## What you need to do
Make an exact copy of the records, dropping all pictures.

++++++++++++++++++++

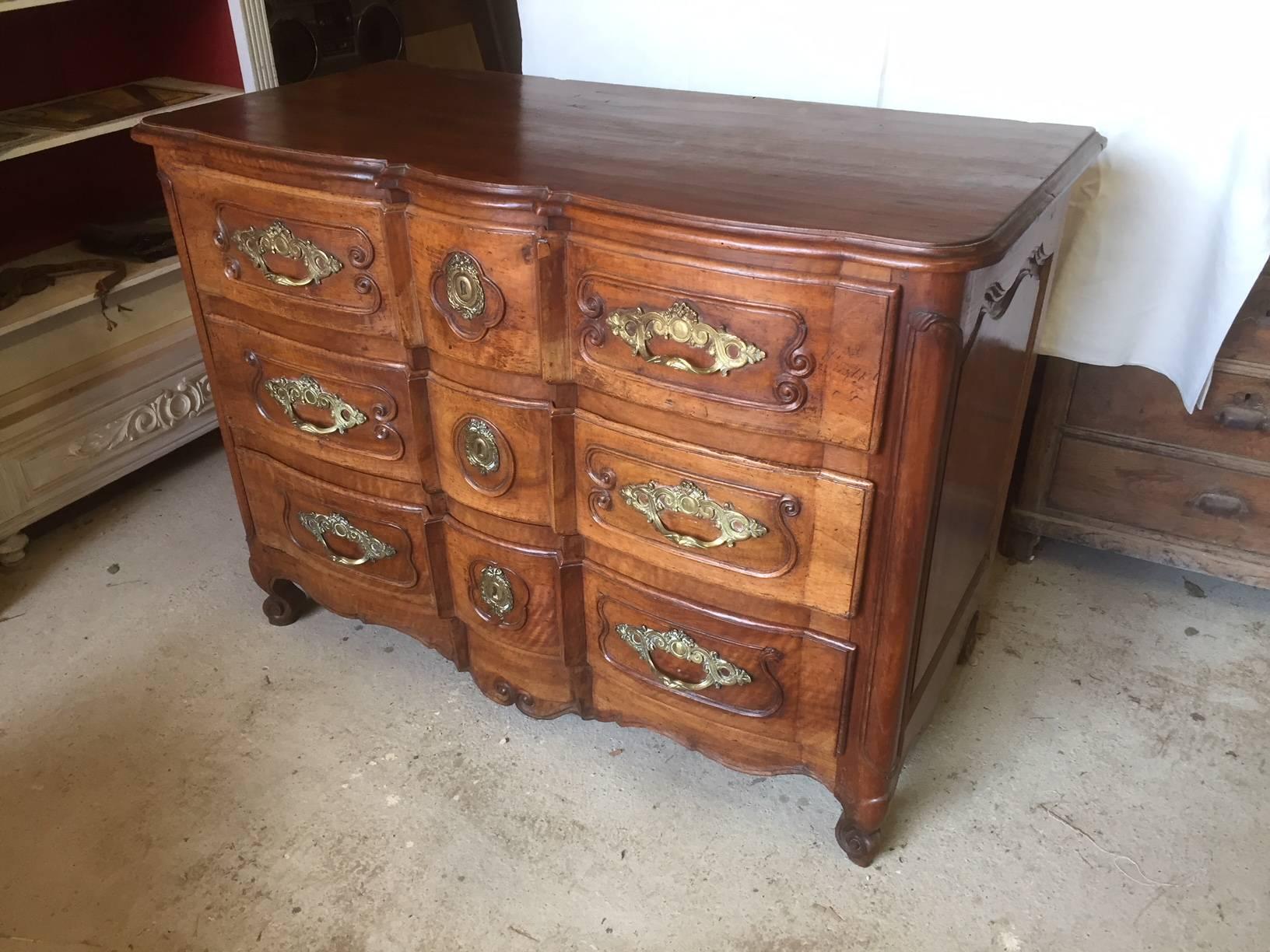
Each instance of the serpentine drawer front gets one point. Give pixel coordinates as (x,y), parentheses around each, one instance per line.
(682,411)
(303,403)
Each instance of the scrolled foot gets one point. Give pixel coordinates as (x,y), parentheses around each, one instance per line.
(860,845)
(285,602)
(1019,544)
(970,641)
(13,548)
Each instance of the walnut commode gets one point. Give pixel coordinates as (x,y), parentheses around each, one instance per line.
(686,411)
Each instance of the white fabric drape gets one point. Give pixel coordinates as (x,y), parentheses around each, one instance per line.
(1166,234)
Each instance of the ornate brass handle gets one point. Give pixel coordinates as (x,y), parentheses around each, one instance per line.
(683,325)
(337,524)
(652,499)
(719,673)
(279,240)
(307,390)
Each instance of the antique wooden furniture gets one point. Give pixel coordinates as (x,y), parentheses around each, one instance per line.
(90,389)
(1115,461)
(679,410)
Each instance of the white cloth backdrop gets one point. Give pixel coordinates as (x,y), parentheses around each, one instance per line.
(1165,235)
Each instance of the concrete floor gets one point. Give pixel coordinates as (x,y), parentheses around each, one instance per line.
(177,775)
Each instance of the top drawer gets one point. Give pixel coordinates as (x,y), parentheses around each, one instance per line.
(802,355)
(291,251)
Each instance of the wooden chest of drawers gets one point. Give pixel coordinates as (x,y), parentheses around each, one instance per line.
(1117,462)
(685,411)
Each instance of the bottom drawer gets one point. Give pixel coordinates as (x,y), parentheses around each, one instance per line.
(756,696)
(508,596)
(1163,494)
(361,555)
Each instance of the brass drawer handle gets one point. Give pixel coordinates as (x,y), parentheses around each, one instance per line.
(682,325)
(305,390)
(462,286)
(337,524)
(719,673)
(1223,504)
(279,240)
(652,499)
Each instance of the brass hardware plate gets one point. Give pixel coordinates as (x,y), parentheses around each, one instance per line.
(305,390)
(496,592)
(652,499)
(338,524)
(277,239)
(462,286)
(480,446)
(682,325)
(719,673)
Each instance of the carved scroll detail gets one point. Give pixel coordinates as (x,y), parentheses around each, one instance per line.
(188,399)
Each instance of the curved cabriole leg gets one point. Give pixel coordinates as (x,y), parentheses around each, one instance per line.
(285,602)
(860,845)
(1019,544)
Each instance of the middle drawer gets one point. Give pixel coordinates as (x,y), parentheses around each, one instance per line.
(791,534)
(346,410)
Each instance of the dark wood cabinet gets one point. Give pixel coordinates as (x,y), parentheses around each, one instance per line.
(686,411)
(1115,461)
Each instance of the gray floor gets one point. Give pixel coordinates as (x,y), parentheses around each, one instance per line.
(177,775)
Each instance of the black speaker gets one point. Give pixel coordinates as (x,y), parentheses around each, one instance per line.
(315,37)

++++++++++++++++++++

## Exercise answer
Each instance of the serpentine drawer front gets one point. Give pixel coordinates as (x,y), parentheses around each, one instance per line.
(682,411)
(303,403)
Each instance of the scrolled foot gets one point. Give pixel coordinates as (x,y), parentheses around each, one instance per line.
(860,845)
(285,602)
(1019,544)
(970,641)
(13,548)
Each instance of the walnut commode gets one point. Give pixel coordinates as (x,y), parentheses around each, one instance per line.
(686,411)
Each instance of the white fabric drape gets one point. Give pixel coordinates as (x,y), parentheses around each, one instance per line.
(1166,234)
Each instance of the ornate brass handle gets one point. Give pixel coordinates as (x,y), parentheses around each, one instance per line.
(683,325)
(337,524)
(652,499)
(719,673)
(279,240)
(307,390)
Each instance of the antique wooden furniture gets one point. Give pixel coordinates as (x,y), parentheses around each, one instance per line.
(90,389)
(1115,461)
(679,410)
Each instance of the white cloth backdrop gets one point. Give pixel coordinates as (x,y), parentheses around each, one instance per line.
(1165,235)
Each instance of the concrete floor gets one point. Give pixel coordinates as (x,y), parentheses around each, one instance per line.
(177,775)
Each instance of the top drawer gets one point. Give pixel coordinates as (x,y), parentheses around each, one instance per line.
(802,355)
(291,251)
Each instance of the wooden chest of drawers gets one point. Give pixel coordinates as (x,y), parentheses around each, one instance per line.
(1117,462)
(685,411)
Each instance of the bottom drawer gets one point. Give pixel coordinates as (x,y), parentheses around each, one instance per line.
(756,696)
(508,596)
(1163,494)
(361,555)
Each instance of the brass drawer handle gets one point. Give pixel coordinates as (x,y), parentheses around each, one instance per line.
(682,325)
(305,390)
(462,286)
(337,524)
(719,673)
(1223,504)
(279,240)
(652,499)
Each instance of the brass hardware plate gets one point. Give pixel coordinates as (x,y), parentheses around each, one instance per line.
(305,390)
(496,592)
(652,499)
(338,524)
(277,239)
(462,286)
(480,446)
(682,325)
(719,673)
Each instance of the carved scroll detail gets one point. Give pixel coordinates as (x,y), parentheses around each, one instance per line.
(188,399)
Each instance of the curved cabriole leg gets one point. Give pixel coordinates as (x,y), parentheses around each, one instance per line.
(285,602)
(860,845)
(1019,544)
Each instance of the middle drawer gets one point. Give pixel coordinates as (x,y), parentheses around each, one instance per line.
(791,534)
(346,410)
Each instance of the dark wood cabinet gets one point. Give pixel coordinates as (x,y), parentheses around each, one instance per line.
(686,411)
(1115,461)
Each instance of the gray floor gets one point. Give pixel coordinates as (x,y), parentheses around each, one instance per line.
(177,775)
Each instance of the black speaker gets one point. Give pixel coordinates as (x,y), parentheses around each, one instance per line.
(315,37)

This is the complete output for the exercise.